**Task prompt**
The copy you print must match the listing exactly, with its pictures removed.

**Data records**
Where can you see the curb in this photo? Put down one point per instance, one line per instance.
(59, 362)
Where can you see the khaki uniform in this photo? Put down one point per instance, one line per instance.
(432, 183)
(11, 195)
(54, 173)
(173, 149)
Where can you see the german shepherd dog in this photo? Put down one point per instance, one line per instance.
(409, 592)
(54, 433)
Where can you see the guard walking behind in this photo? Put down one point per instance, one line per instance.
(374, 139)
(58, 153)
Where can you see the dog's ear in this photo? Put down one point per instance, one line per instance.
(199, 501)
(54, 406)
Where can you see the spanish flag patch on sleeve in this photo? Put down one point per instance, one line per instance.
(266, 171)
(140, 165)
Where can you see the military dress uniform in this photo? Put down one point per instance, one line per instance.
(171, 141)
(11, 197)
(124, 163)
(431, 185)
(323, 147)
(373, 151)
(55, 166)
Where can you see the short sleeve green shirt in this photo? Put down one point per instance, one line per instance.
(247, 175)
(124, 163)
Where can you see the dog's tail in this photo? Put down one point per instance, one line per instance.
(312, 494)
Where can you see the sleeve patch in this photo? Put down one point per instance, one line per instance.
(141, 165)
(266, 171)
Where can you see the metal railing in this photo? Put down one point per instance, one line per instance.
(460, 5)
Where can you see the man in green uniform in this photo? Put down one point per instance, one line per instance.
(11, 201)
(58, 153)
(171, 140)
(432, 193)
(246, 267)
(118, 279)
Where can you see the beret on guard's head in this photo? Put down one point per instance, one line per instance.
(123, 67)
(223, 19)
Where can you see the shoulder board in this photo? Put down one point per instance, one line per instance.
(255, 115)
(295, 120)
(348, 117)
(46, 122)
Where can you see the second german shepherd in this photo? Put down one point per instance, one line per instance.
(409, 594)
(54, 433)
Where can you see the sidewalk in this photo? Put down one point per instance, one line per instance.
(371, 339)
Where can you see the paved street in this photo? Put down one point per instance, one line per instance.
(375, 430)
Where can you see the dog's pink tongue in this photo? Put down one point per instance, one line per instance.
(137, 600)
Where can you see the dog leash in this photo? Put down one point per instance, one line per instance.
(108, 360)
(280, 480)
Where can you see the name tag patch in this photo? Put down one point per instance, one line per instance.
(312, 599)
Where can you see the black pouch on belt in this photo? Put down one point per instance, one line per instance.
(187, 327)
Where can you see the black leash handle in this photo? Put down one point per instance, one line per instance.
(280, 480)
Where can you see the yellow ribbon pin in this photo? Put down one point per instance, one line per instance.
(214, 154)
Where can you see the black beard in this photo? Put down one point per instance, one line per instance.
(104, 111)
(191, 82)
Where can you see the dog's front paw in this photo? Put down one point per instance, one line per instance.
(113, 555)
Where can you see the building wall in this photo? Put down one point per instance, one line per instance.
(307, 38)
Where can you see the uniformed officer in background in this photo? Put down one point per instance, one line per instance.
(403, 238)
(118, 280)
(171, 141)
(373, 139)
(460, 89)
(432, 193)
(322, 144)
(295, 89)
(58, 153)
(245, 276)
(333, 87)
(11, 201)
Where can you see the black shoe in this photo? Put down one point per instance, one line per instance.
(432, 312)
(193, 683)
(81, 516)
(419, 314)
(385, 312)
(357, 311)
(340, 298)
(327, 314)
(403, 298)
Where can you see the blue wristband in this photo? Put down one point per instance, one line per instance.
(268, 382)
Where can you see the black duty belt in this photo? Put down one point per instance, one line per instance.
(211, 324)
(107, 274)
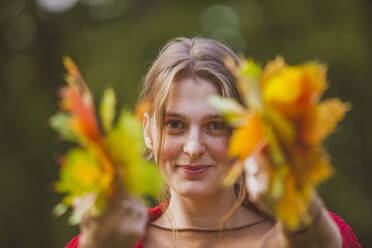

**Exercise response**
Where can you see the curb in this photo? Put down one point per instance, one line per instance.
(59, 362)
Where can you see the khaki uniform in this photo? Put down one point per instance, one line per instance.
(432, 183)
(11, 195)
(54, 173)
(173, 149)
Where can you see the german shepherd dog in this photo? Put down one point per instance, one line per instance.
(409, 592)
(54, 433)
Where can you see the guard walking behind in this photo? Put down one point per instance, one line per instance.
(374, 139)
(58, 153)
Where can you see the dog's ear in this photo? Put down one point per instance, one line per instance.
(199, 501)
(54, 406)
Where can you see the spanish flag patch on sleeve in this photo? Put down one point per instance, one line per instance.
(266, 171)
(140, 165)
Where can you see the military dress uniform in this photo? Put down one point per instance, one line per instance.
(171, 141)
(11, 197)
(124, 163)
(431, 185)
(323, 147)
(373, 151)
(55, 166)
Where can you see the short sleeve green shirt in this photo? Put down one point per instance, one line per instance.
(247, 175)
(124, 163)
Where can you see the dog's tail in this photo? Put down one point per instance, one line per instance.
(312, 494)
Where can you see the sleeve patch in this photo? Put down one point per instance, one line per instance.
(141, 165)
(266, 171)
Where can you see the metal railing in this photo? Put down one point per instance, one line per instance.
(460, 5)
Where can you see the man in green uniform in this photo? Put down one point per instance, one line per instance.
(11, 201)
(58, 153)
(171, 140)
(432, 193)
(246, 267)
(118, 279)
Where can you see the beret on guard's head in this photo? Put down one point per instance, one line per instance.
(123, 67)
(223, 19)
Where can you see the shoulder board in this photo? Put down one point per instance, one line per instance.
(255, 115)
(295, 120)
(348, 117)
(46, 122)
Where can you see the second german shepherd in this photo? Put down one point per instance, one line per instance.
(409, 594)
(54, 433)
Where can you see the sidewalk in this photo? Put down one point per instance, one line per instance.
(371, 339)
Where can you see the paved street in this photo? Put down one point per instance, one line per instance.
(375, 430)
Where can you see the dog's pink tongue in this photo? Put down one point per instance, one line per instance.
(137, 600)
Where can you see the dog leash in this photo? Put down one point per instance, one line per instance.
(108, 360)
(280, 480)
Where can you see the name tag patch in this photo? Put down one point per instance, one line per instance.
(312, 599)
Where can you see the black pouch on belt in this photo? Put down one point per instance, one line per instance.
(187, 327)
Where can you see the black leash handle in this photo? Put down one point per instance, one line per instance.
(280, 480)
Where can you see the yellow ribbon pin in this photo? Put down one point per instance, one line per instance.
(214, 154)
Where can you see the black beard in this photo? Put down one point per instance, one line per instance.
(104, 111)
(191, 82)
Where can you see the dog's front paw in this photo? Put down one point per instance, one line per instance.
(113, 555)
Where can you see the building wall in this photo? Put down one point per instance, one line per instance.
(307, 38)
Where can you see the uniformed officer in background in this photo? Put down one point per instance, one line per instance.
(403, 238)
(118, 280)
(171, 141)
(373, 139)
(460, 89)
(432, 193)
(322, 144)
(295, 89)
(58, 153)
(245, 276)
(333, 87)
(11, 201)
Where can you see the black shoe in this photo? Put down one point per instance, one line per instance.
(432, 312)
(193, 683)
(81, 516)
(419, 314)
(385, 312)
(357, 311)
(340, 298)
(327, 314)
(403, 298)
Where can you see the blue wristband in this photo? Put down one point per instance, one line per instance.
(268, 382)
Where can you see the black duty belt in this photo? Put down one point per instance, one line per instance.
(211, 324)
(107, 274)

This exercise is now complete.